» INSTRUCTIONS TO FOLLOW
Can you condense the paragraph beginning "In this project" in the text on kesterite solar cells into a short bulleted list that keeps its main facts?

» EXERCISE TEXT
Low-cost solar cells can be produced using comparatively cheaper materials and with lower fabrication costs by employing thin film technology as it uses fewer materials. There are different types of thin film solar cell materials available like Cadmium Telluride (CdTe), Copper-Indium-Gallium-Diselenide (CIGS), and Gallium-Arsenide (GaAs) with proven efficiencies of about 12-28 % but these elements cause environmental pollution and are also scarcely available. The solution to these problems is earth-abundant, eco-friendly, Copper Zinc Tin Sulfide (CZTS), also known as Kesterite which is a quaternary p-type semiconductor material with a band gap of about 1.5 eV, and high absorption coefficient of 104 cm-1.
In this project, Kesterite was synthesized using two sequential deposition techniques namely the Thermal Evaporation System, and the Magnetron Sputtering System. The architecture of the solar cell was finalized for the absorber layer, buffer layer, window layer, and top contact layer followed by optimizing the deposition parameters for each of these coatings. Finally, a proposed design of a PV module incorporating stacks of individual cells was proposed and tested for its performance.

Saved data entries
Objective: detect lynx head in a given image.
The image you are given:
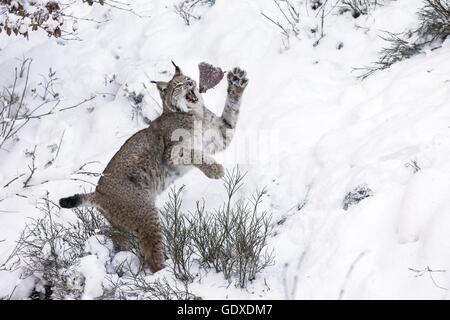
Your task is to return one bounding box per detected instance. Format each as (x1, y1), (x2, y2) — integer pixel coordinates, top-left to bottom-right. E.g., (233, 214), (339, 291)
(153, 61), (203, 112)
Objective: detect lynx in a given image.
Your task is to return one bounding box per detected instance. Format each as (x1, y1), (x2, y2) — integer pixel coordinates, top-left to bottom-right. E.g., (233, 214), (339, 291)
(59, 64), (248, 272)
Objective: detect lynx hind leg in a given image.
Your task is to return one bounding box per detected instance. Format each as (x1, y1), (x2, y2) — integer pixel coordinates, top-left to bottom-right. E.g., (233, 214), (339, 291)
(104, 201), (165, 273)
(137, 209), (165, 273)
(227, 67), (248, 97)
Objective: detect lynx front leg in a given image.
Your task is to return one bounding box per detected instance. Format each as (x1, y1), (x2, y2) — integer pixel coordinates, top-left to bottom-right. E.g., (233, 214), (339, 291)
(164, 144), (225, 179)
(216, 67), (248, 151)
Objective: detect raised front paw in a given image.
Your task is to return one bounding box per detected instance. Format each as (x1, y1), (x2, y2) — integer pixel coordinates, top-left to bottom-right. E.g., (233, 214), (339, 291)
(227, 67), (248, 95)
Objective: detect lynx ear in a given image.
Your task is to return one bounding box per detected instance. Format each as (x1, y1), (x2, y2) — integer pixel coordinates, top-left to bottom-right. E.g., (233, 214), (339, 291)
(172, 61), (183, 76)
(151, 81), (169, 97)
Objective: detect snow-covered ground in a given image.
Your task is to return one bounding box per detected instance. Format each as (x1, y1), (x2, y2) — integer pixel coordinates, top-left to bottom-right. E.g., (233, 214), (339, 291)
(0, 0), (450, 299)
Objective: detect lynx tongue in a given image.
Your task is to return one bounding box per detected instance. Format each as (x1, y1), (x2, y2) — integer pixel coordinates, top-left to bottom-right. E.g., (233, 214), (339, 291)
(186, 90), (198, 103)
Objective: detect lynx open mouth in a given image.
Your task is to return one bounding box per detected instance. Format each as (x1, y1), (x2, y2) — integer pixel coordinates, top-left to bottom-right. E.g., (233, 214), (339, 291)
(185, 90), (198, 103)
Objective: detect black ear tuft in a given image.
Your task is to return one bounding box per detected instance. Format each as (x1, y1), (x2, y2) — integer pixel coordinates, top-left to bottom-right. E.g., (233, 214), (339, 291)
(172, 60), (181, 76)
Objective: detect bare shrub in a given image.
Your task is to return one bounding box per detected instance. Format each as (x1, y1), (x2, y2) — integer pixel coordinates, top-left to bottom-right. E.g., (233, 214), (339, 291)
(174, 0), (216, 26)
(357, 0), (450, 79)
(340, 0), (382, 19)
(342, 184), (373, 210)
(162, 168), (274, 288)
(0, 58), (95, 149)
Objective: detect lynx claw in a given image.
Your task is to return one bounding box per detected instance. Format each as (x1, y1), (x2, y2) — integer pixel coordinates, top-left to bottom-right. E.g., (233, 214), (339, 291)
(227, 67), (248, 93)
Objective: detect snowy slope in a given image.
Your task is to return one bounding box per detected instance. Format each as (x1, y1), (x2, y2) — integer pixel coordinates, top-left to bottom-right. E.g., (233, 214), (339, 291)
(0, 0), (450, 299)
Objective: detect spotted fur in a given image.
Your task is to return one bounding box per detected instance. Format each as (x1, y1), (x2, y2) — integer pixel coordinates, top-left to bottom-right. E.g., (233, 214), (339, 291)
(60, 67), (248, 272)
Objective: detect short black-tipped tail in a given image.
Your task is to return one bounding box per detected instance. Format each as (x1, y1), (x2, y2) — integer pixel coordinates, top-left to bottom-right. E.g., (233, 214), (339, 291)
(59, 194), (82, 209)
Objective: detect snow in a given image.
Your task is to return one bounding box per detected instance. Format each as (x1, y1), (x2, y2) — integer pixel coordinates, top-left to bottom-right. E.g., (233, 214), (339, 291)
(0, 0), (450, 299)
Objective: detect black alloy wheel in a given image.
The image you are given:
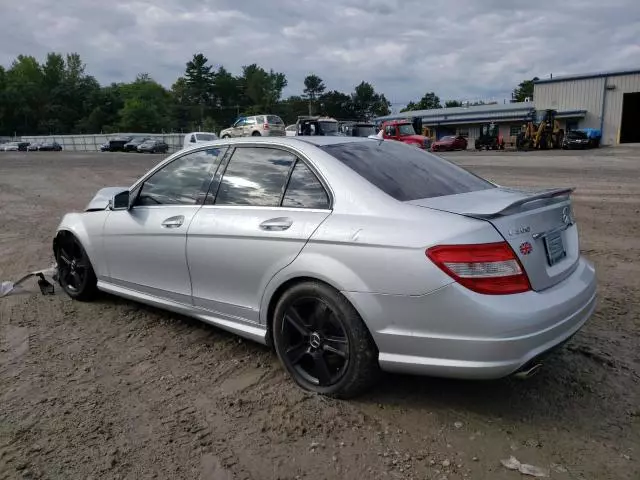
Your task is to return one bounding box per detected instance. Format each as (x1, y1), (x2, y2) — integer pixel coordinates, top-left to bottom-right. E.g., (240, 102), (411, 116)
(282, 297), (349, 387)
(57, 234), (97, 300)
(272, 282), (379, 398)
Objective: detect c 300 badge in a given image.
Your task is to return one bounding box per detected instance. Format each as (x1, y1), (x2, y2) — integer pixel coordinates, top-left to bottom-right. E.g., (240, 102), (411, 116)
(520, 242), (533, 255)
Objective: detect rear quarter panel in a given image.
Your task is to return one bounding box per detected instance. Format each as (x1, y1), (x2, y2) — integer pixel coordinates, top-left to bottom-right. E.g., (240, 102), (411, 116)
(261, 208), (502, 320)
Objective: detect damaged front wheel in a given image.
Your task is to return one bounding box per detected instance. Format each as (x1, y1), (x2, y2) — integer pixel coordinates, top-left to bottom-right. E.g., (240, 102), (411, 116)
(56, 232), (98, 301)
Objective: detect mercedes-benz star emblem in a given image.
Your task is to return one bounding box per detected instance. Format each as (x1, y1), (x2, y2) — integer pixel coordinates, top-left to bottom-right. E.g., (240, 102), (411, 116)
(562, 207), (573, 225)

» ANSWER TO THIS EXERCISE
- Kesterite was synthesized with two sequential deposition techniques: the Thermal Evaporation System and the Magnetron Sputtering System.
- The solar cell architecture was finalized for the absorber, buffer, window, and top contact layers.
- Deposition parameters were optimized for each of these coatings.
- A PV module design stacking individual cells was proposed and tested for performance.